Job: Identify the line that contains "Target: eyelash" in the material. Output it and every line after it, unchanged, through the end.

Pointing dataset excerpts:
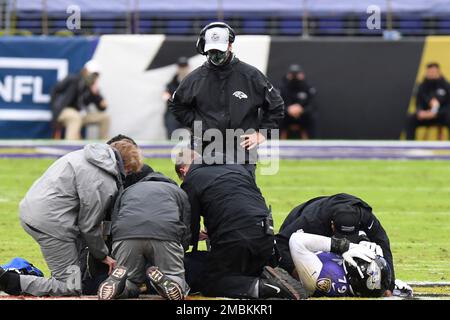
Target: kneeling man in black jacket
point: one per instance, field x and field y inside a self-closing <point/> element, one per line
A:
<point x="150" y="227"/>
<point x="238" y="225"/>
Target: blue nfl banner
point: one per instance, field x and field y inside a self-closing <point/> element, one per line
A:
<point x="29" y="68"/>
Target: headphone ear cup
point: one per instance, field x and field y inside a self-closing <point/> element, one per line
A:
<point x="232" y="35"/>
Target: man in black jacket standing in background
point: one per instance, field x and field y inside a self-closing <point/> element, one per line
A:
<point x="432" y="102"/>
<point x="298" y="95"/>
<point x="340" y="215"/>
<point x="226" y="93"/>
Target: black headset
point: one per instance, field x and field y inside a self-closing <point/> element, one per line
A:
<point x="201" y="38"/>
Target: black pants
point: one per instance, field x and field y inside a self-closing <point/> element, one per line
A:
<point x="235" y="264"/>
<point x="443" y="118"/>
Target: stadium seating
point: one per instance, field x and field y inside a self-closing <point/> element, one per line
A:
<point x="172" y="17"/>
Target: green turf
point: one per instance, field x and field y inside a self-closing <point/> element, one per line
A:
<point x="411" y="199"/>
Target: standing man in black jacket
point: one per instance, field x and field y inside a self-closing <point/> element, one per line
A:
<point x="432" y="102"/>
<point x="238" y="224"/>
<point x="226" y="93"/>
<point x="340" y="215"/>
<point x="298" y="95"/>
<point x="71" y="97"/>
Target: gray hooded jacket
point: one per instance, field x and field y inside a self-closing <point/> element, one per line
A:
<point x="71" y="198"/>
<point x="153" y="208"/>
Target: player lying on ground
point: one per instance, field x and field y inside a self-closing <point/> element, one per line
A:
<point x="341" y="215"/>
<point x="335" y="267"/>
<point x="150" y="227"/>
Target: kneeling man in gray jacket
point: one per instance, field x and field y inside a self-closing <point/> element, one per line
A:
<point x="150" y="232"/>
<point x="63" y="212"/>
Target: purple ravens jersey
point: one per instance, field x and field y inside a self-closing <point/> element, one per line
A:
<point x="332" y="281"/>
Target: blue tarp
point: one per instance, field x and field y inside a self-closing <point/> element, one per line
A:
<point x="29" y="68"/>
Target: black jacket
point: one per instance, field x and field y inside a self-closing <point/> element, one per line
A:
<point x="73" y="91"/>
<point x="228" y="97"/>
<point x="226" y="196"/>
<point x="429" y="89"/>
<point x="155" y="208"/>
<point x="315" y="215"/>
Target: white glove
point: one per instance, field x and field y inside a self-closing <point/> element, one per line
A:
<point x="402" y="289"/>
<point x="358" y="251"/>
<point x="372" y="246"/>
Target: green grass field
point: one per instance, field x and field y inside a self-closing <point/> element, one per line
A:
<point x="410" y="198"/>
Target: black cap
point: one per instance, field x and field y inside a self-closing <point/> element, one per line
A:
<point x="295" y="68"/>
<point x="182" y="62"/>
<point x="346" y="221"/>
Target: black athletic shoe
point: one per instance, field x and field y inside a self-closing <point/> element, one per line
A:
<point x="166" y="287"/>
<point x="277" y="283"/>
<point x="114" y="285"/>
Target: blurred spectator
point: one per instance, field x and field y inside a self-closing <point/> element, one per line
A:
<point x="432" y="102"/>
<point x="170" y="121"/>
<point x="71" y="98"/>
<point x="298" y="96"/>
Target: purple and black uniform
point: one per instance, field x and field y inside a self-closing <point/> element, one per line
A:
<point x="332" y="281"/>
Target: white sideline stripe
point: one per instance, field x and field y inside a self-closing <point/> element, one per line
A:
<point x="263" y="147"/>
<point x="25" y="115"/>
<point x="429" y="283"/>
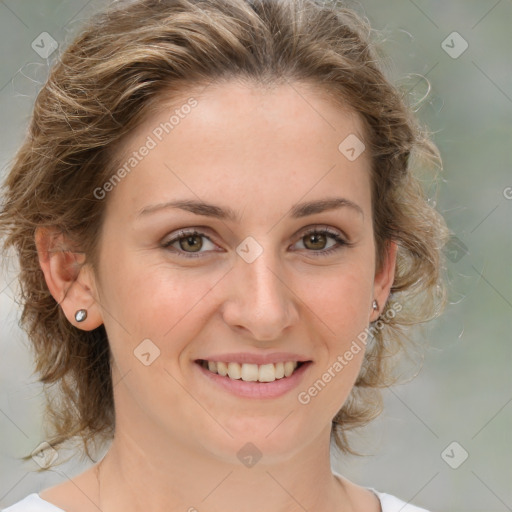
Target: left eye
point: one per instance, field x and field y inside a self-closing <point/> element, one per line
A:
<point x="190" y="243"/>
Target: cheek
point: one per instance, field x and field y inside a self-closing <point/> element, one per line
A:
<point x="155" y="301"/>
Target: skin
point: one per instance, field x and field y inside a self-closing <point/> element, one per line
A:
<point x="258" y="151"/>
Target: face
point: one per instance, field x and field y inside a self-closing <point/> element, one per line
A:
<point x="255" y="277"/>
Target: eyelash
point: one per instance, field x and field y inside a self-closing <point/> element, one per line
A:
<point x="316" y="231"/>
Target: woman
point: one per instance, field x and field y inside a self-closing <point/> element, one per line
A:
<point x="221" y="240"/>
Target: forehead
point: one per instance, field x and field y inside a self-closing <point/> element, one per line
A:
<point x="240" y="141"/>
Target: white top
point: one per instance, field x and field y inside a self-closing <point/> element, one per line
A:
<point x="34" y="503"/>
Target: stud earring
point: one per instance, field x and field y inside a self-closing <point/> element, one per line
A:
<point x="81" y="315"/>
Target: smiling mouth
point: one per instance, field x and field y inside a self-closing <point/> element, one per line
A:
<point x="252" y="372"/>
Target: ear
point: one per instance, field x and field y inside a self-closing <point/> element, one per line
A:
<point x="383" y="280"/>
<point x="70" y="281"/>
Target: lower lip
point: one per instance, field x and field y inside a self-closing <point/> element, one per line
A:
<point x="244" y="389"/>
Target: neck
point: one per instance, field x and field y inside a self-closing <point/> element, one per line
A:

Written response:
Target: eyelash
point: one per instance, field x and field y inside a self-closing <point/> element, one per line
A:
<point x="316" y="231"/>
Target: woman
point: one per instance, field x and field y inside a self-closing <point/> element, one per line
A:
<point x="221" y="240"/>
Target: forehead
point: one per instance, field x and field y inside a self-closing <point/> element, one per line
A:
<point x="240" y="141"/>
Target: white top
point: one per instance, field x and field y inside a self-closing <point/> element, one per line
A:
<point x="34" y="503"/>
Target: stud earring
point: one per instance, field x and field y inside a self-closing <point/> element, one per line
A:
<point x="81" y="315"/>
Target: smiling mouth
point: one per instance, field x and field y inside a self-closing <point/> element, one per line
A:
<point x="252" y="372"/>
Target: ear
point: one per instance, field x and field y inside a self-closing <point/> element, one per line
A:
<point x="383" y="280"/>
<point x="70" y="281"/>
Target: lower lip
point: one per instance, field x and field y inside a self-closing <point/> element, one per line
A:
<point x="244" y="389"/>
Target: neck
point: one per instance, field x and field y inside a self-closing <point/> element, one per line
A:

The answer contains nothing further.